▶ [WHAT THIS EXERCISE ASKS]:
1. Answer these questions from the cluster setup text:
(a) What role name is given when creating the IAM role?
(b) Which policy is attached to that role?
(c) What fixed prefix does the health check script put at the start of the test namespace name?
2. Extend the cluster health check text, picking up right after its last line.

+++ PAGE TEXT

Once the trust-policy.json file is created, use the following command to create the IAM role:

  aws iam create-role \
  --role-name AmazonEKS_EBS_CSI_DriverRole \
  --assume-role-policy-document file://trust-policy.json --region <YOUR-AWS-REGION>

Attach the AmazonEBSCSIDriverPolicy to the IAM role:

aws iam attach-role-policy \
--role-name AmazonEKS_EBS_CSI_DriverRole \
--policy-arn arn:aws:iam::aws:policy/service-role/AmazonEBSCSIDriverPolicy --region <YOUR-AWS-REGION>

Use the following script to verify that your infrastructure components are functioning correctly and ensure that your Kubernetes cluster is ready to deploy Harness Self-Managed Platform (SMP):

Health Check Script to verify you installation and upgrade

#!/bin/bash
set -e

echo "Starting Kubernetes Cluster Health Check"
echo "----------------------------------------"

# Generate a unique ID for this run
RUN_ID=$(date +%s)
TEST_NAMESPACE="health-check-${RUN_ID}"
TEST_PVC="test-pvc-${RUN_ID}"
TEST_POD="test-pod-${RUN_ID}"

# Colors for output
GREEN='\033[0;32m'
YELLOW='\033[1;33m'
RED='\033[0;31m'
NC='\033[0m' # No Color

# Function to clean up resources
cleanup() {
  echo -e "${YELLOW}Cleaning up test resources...${NC}"
  kubectl delete pod $TEST_POD --namespace=$TEST_NAMESPACE --ignore-not-found=true
  kubectl delete pvc $TEST_PVC --namespace=$TEST_NAMESPACE --ignore-not-found=true
  kubectl delete namespace $TEST_NAMESPACE --ignore-not-found=true
  echo -e "${GREEN}Cleanup completed${NC}"
}

# Function to print success message
success() {
  echo -e "${GREEN}✅ $1${NC}"
}

# Function to print error message and exit
fail() {
  echo -e "${RED}❌ $1${NC}"
  exit 1
}

# Function to print warning message
warn() {
  echo -e "${YELLOW}⚠️ $1${NC}"
}

# Check if kubectl is installed
if ! command -v kubectl &> /dev/null; then
  fail "kubectl is not installed. Please install kubectl and configure it to connect to your cluster."
fi

# Check if kubectl can connect to the cluster
if ! kubectl cluster-info &> /dev/null; then
  fail "Cannot connect to Kubernetes cluster. Please check your kubeconfig file."
fi

# Trap for clean exit
trap cleanup EXIT

# Check 1: Create a test namespace
echo "Check 1: Creating test namespace $TEST_NAMESPACE"
if kubectl create namespace $TEST_NAMESPACE &> /dev/null; then
  success "Namespace created successfully"
else
  fail "Failed to create namespace $TEST_NAMESPACE"

++++++
+++ ENTRIES

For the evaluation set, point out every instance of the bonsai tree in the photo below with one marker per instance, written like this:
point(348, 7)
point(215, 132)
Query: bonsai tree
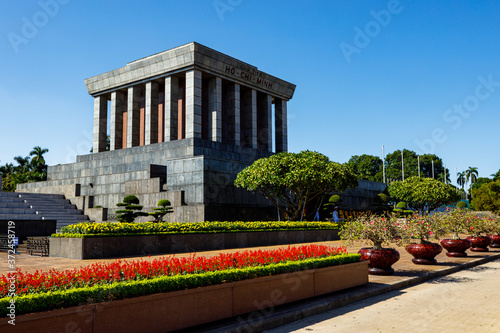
point(163, 208)
point(379, 230)
point(131, 211)
point(487, 197)
point(421, 228)
point(291, 181)
point(423, 194)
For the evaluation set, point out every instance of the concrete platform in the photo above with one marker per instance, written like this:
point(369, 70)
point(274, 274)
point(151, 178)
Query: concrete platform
point(407, 274)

++++++

▶ [TASK RESULTS]:
1.
(a) AmazonEKS_EBS_CSI_DriverRole
(b) AmazonEBSCSIDriverPolicy
(c) health-check-

2.
fi

# Check 2: List available StorageClasses
echo "Check 2: Checking available StorageClasses"
SC_COUNT=$(kubectl get storageclass -o name | wc -l)
if [ "$SC_COUNT" -eq 0 ]; then
  fail "No StorageClasses found in the cluster"
fi
DEFAULT_SC=$(kubectl get storageclass -o=jsonpath='{.items[?(@.metadata.annotations.storageclass\.kubernetes\.io/is-default-class=="true")].metadata.name}')
if [ -z "$DEFAULT_SC" ]; then
  warn "No default StorageClass found, will use the first available one"
  DEFAULT_SC=$(kubectl get storageclass -o=jsonpath='{.items[0].metadata.name}')
fi
success "Using StorageClass: $DEFAULT_SC"

# Check 3: Create a PVC and pod together (handles WaitForFirstConsumer binding mode)
echo "Check 3: Creating test PVC using StorageClass $DEFAULT_SC"
cat <<EOF | kubectl apply -f - &> /dev/null
apiVersion: v1
kind: PersistentVolumeClaim
metadata:
  name: $TEST_PVC
  namespace: $TEST_NAMESPACE
spec:
  accessModes:
    - ReadWriteOnce
  resources:
    requests:
      storage: 1Gi
  storageClassName: $DEFAULT_SC
EOF

if [ $? -ne 0 ]; then
  fail "Failed to create PVC"
fi

# Check 4: Immediately create a pod that uses the PVC (for WaitForFirstConsumer binding mode)
echo "Check 4: Creating test pod that mounts the PVC"
cat <<EOF | kubectl apply -f - &> /dev/null
apiVersion: v1
kind: Pod
metadata:
  name: $TEST_POD
  namespace: $TEST_NAMESPACE
spec:
  containers:
  - name: busybox
    image: busybox:1.34
    command: ["sh", "-c", "echo 'Kubernetes storage test' > /data/test.txt && sleep 30"]
    volumeMounts:
    - name: test-volume
      mountPath: /data
  volumes:
  - name: test-volume
    persistentVolumeClaim:
      claimName: $TEST_PVC
  restartPolicy: Never
EOF

if [ $? -ne 0 ]; then
  fail "Failed to create pod"
fi

# Wait for both pod to be running and PVC to be bound
echo "Waiting for pod to be running and PVC to be bound (up to 2 minutes)..."
TIMEOUT=120
for i in $(seq 1 $TIMEOUT); do
  POD_STATUS=$(kubectl get pod $TEST_POD -n $TEST_NAMESPACE -o=jsonpath='{.status.phase}')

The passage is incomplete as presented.